Last month, Secretary Shinseki resigned and President Obama announced that he would move Secretary Donovan to the Office of Management and Budget. Advocates for homeless veterans have been anxious ever since.

But leadership changes at HUD and VA need not slow national progress on ending veteran homelessness, because both Donovan and Shinseki have spent years laying a firm, data-driven foundation to help their successors continue the fight.

When our veterans return home, our duty is to assist them, not make them prove that they are worthy of assistance.

To end veteran homelessness, the incoming secretaries should continue the proven policy of Housing First, push Congress to expand the cost-saving HUD-VASH voucher program, and continue to drive increased collaboration at the community level.

For years, VA and other homeless service providers worked to offer medical and mental health care, addiction counseling, job training and countless other services to people living on the streets. Most homeless veterans were told they had to earn their way to permanent housing by checking these supplementary boxes.

While the intentions behind this approach were good, the unfortunate result was that chronically homeless veterans rarely escaped the streets. For most, it was simply too difficult to battle addiction, take care of serious physical and mental health conditions or find steady employment while simultaneously battling homelessness.

Since 2012, both HUD and VA have adopted a Housing First policy toward chronically homeless veterans. This policy is simple: help veterans secure safe, permanent housing right away, without imposing strict employment or treatment requirements, and then continue to work with them on their social and mental health goals afterwards. This evidence-based strategy has been proven effective over and over in published research, but it remains controversial to many Americans, who still believe that homeless veterans should have to prove themselves before being offered subsidized housing.

- PROVIDED INFORMATION
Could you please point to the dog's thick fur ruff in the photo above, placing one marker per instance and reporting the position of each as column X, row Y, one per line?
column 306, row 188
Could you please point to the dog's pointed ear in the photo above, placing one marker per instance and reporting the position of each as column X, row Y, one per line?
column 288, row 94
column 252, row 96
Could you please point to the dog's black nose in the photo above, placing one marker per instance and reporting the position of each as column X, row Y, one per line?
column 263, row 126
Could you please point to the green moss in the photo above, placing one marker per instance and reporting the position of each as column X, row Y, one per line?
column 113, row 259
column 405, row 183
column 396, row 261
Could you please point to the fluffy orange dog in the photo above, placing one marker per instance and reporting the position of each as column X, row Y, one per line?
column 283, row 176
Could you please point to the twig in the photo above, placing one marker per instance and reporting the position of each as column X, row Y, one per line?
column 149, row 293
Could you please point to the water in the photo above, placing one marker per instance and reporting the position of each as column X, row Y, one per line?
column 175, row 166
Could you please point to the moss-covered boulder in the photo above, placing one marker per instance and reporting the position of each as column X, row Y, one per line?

- ACTIVITY 1
In the article on veteran homelessness, copy the passage starting at "Last month, Secretary" and ending at "anxious ever since.", swapping "resigned" for "retired".
- ACTIVITY 2
Based on the article on veteran homelessness, say whether each statement agrees with it. (a) HUD and VA have followed a Housing First policy toward chronically homeless veterans since 2012. (b) Under Housing First, veterans must find steady employment before they are given permanent housing. (c) President Obama announced that Secretary Donovan would move to the Office of Management and Budget.
The items play no part in what follows.

- RESPONSE BOX 1
Last month, Secretary Shinseki retired and President Obama announced that he would move Secretary Donovan to the Office of Management and Budget. Advocates for homeless veterans have been anxious ever since.

- RESPONSE BOX 2
(a) Yes: "Since 2012, both HUD and VA have adopted a Housing First policy toward chronically homeless veterans."
(b) No: "help veterans secure safe, permanent housing right away, without imposing strict employment or treatment requirements"
(c) Yes: "President Obama announced that he would move Secretary Donovan to the Office of Management and Budget."